─── GIVEN RECORDS ───

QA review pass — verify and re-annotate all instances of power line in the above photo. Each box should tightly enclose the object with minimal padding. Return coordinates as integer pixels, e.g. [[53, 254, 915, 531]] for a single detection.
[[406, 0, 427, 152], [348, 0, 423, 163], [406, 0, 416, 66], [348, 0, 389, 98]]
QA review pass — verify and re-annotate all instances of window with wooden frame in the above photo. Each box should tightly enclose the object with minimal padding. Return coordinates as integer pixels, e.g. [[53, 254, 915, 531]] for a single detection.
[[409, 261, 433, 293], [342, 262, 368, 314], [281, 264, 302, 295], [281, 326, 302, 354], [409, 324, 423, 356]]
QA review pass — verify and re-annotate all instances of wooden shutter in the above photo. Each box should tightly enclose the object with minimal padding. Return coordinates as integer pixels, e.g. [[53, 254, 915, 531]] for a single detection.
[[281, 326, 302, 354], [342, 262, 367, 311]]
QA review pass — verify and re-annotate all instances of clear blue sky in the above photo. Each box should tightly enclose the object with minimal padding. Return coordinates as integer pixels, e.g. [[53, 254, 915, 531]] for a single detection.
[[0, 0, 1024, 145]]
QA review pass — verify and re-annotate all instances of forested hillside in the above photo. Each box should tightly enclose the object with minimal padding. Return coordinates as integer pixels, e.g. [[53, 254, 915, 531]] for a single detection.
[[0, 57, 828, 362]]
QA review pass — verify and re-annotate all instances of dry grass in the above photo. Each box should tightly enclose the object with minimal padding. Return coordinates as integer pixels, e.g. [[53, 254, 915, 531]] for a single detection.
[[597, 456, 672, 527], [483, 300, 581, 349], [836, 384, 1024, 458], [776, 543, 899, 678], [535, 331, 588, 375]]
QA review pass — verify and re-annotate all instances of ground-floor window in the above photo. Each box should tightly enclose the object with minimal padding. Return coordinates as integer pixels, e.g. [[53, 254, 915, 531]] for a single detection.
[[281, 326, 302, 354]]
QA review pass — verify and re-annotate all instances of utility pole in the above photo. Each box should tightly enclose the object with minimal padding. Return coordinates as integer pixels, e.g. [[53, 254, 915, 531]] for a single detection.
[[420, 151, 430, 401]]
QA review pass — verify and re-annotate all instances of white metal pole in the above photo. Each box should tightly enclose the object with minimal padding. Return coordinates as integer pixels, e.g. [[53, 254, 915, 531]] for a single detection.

───

* **PROBLEM TO SOLVE**
Copy out all the lines above, changing "forested hillside" to "wooded hillside" and leaving everything else as it is.

* **EXERCISE OUTPUT**
QA review pass — verify and re-annotate all instances of power line in the above photo. Each box should tightly enclose the object with minimal padding. Return coordinates as integer pixels, e.g. [[53, 254, 915, 531]] for a single detection.
[[406, 0, 427, 152], [348, 0, 423, 163], [406, 0, 416, 66], [348, 0, 389, 98]]
QA review pass — verify and re-annotate all instances of window with wooden frame in the above photo. Each box should tightly enclose the object with minimal padding. Return coordinates as integer pixels, e.g. [[53, 254, 915, 531]] for a single detection.
[[409, 261, 433, 293], [342, 262, 368, 314], [281, 264, 302, 295], [281, 326, 302, 354], [409, 324, 423, 356]]
QA review pass — verify and re-annotate all instances of wooden shutter in the above photo. Each box should tightly enclose the object with minimal padding. Return coordinates as integer pixels, e.g. [[53, 254, 915, 531]] for a single detection.
[[281, 326, 302, 354], [342, 262, 367, 311]]
QA review pass — verify and re-annotate all instances of clear blue sky in the above photo. Each box should tightly enclose the object with minimal padding. Return coordinates as integer pixels, e.g. [[53, 254, 915, 531]] for a single detection.
[[0, 0, 1024, 145]]
QA review pass — verify and re-annotate all instances of wooded hillside in the above photo. Each box should tightly enclose the object with minimal padding. Return coordinates as integer pixels, e.g. [[53, 254, 915, 531]] for a single detection.
[[0, 57, 828, 362]]
QA review pass — verify and re-annotate all instances of dry grass in the above photo. Each box should tightly enclose the object with minimal padding. Return coordinates as integer pixels, e.g. [[53, 254, 915, 531]] for a single detection.
[[597, 456, 672, 527], [483, 300, 581, 349], [836, 384, 1024, 458], [776, 543, 899, 678], [535, 331, 588, 375]]
QA review pass — verify and re-annotate all instances of ground-floor window in the above photo. Each box should tightly enclose the object with minimal padding. Return coordinates as integer pixels, e.g. [[53, 254, 915, 531]] for a single detection.
[[281, 326, 302, 354]]
QA review pass — verify and re-annotate all instances of utility pole in the above photo. Each box should tightly enclose the object with minimal padding. Return coordinates as integer pixels, e.g. [[53, 254, 915, 531]] for a single detection.
[[420, 151, 430, 401]]
QA review pass — verify and re-annotate all instances of white metal pole in the above photo. Each box should tightly enclose the object with minimal padding. Return coordinates as integer pixels, e.g. [[53, 254, 915, 531]] for a single detection.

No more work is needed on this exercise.